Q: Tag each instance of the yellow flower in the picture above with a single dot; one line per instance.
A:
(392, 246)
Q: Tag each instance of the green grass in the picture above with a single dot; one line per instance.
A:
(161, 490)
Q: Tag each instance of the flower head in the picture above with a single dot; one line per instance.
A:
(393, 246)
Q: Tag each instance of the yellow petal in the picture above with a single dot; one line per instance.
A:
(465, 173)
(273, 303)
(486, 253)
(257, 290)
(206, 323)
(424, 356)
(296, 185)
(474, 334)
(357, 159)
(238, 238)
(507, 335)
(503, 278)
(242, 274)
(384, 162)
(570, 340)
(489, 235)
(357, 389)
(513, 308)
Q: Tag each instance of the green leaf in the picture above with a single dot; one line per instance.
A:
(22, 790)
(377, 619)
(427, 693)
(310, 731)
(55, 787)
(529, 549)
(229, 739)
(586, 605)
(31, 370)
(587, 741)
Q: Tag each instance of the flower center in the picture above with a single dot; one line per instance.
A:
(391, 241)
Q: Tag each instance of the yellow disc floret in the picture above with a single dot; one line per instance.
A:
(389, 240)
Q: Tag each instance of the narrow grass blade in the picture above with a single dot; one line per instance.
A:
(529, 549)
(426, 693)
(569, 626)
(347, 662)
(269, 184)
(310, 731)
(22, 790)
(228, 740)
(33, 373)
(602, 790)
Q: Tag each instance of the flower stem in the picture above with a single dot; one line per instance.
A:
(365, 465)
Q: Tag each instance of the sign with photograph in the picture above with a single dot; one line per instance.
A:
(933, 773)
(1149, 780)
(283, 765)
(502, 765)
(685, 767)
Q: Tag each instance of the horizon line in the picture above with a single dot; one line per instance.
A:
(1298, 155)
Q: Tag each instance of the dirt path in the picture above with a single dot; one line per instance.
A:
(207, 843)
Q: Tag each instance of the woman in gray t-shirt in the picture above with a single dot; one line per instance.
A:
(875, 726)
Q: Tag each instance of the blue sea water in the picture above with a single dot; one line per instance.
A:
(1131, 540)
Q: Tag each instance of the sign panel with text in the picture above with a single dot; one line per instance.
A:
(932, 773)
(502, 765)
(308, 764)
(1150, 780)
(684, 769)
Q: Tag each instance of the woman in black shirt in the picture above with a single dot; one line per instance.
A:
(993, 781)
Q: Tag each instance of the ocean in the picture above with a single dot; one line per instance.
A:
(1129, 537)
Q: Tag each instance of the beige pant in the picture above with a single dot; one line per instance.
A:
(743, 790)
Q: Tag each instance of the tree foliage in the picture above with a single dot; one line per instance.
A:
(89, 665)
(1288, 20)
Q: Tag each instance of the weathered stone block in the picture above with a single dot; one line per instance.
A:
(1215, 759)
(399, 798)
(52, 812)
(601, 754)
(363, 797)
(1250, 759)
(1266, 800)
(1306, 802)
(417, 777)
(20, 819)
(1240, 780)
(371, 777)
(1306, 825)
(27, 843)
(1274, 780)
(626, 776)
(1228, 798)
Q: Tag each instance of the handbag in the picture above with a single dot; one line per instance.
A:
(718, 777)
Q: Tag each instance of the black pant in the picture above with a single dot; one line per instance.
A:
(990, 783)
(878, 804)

▸ **WHAT THIS TASK INVOLVES**
Go back to the listing above and please repeat it exactly.

▸ **EXERCISE RESULT**
Q: Tag each instance of the yellow flower in the picture above with a single dot; one line per instance.
A:
(392, 246)
Q: Tag each instance of the green grass in the picture above with a single dot; one line per instance.
A:
(161, 490)
Q: Tag each instance of the flower head in the picture above with a single dot; one line per instance.
A:
(393, 246)
Q: Tag each instance of the yellow petal in the picture above with a single dot; one line per instance.
A:
(465, 173)
(273, 303)
(486, 253)
(257, 290)
(206, 323)
(424, 356)
(296, 185)
(474, 334)
(357, 159)
(238, 238)
(507, 335)
(503, 278)
(242, 274)
(384, 162)
(570, 340)
(489, 235)
(357, 389)
(513, 308)
Q: Tag each instance of the green leaf in the picture above with a single dot; one line per instance.
A:
(22, 790)
(377, 619)
(427, 693)
(310, 731)
(55, 787)
(529, 549)
(229, 739)
(586, 605)
(31, 370)
(587, 741)
Q: Tag each instance of the flower center in the picture above with a single dot; one line per instance.
A:
(391, 241)
Q: Tag each instance of the yellow disc floret in the picture above with a single dot; one line per instance.
A:
(389, 240)
Q: Tag each instance of the narrow grass blade in the picture above with a single dot; one line per instance.
A:
(529, 549)
(426, 693)
(569, 626)
(347, 662)
(269, 184)
(310, 731)
(22, 790)
(228, 740)
(33, 373)
(602, 790)
Q: Tag each instance of the flower stem in the picture above with a single dot; one line per instance.
A:
(365, 465)
Q: Tag each instance of the sign with photograph in the picture above with a single dot; one line per instance.
A:
(933, 773)
(1149, 780)
(283, 765)
(502, 765)
(685, 767)
Q: Tag each instance of the horizon line in the picture above with a single dot; one line per instance.
A:
(1298, 155)
Q: Tag each instance of the dirt path in the picture above with a single dot; one line per instance.
A:
(207, 843)
Q: Tag each instance of the woman in gray t-shirt in the picture above with a single dot; one line per instance.
A:
(875, 726)
Q: Tag each instance of the blue sea water in the picture above with a single dot; one line per instance.
A:
(1131, 540)
Q: Tag each instance of the sign panel with text in the picture above with a single dot; one line per instance.
A:
(932, 773)
(502, 765)
(308, 764)
(1150, 780)
(684, 769)
Q: Tag each instance of the woman in black shirt in the picture above with a single dot; one line per instance.
A:
(993, 781)
Q: Tag each instance of the ocean in the picture above with a single dot; one line per instance.
A:
(1129, 537)
Q: Tag each instance of the beige pant in the picture above with a single dot; one line per instance.
A:
(743, 790)
Q: Tag each instance of the tree foliage in the picture above with a single dot; one line per instance.
A:
(89, 665)
(1288, 20)
Q: Tag each instance of the weathered stone block in the picture above with a single dot; one line per instance.
A:
(1215, 759)
(399, 798)
(52, 812)
(601, 754)
(363, 797)
(1250, 759)
(1266, 800)
(1306, 802)
(417, 777)
(20, 819)
(1240, 780)
(371, 777)
(1306, 825)
(27, 843)
(1274, 780)
(626, 776)
(1228, 798)
Q: Tag each instance of the handbag in the picture above with a single dot; one line per instance.
A:
(718, 777)
Q: Tag each instance of the black pant in the picture above with a single dot; one line per instance.
A:
(990, 783)
(878, 804)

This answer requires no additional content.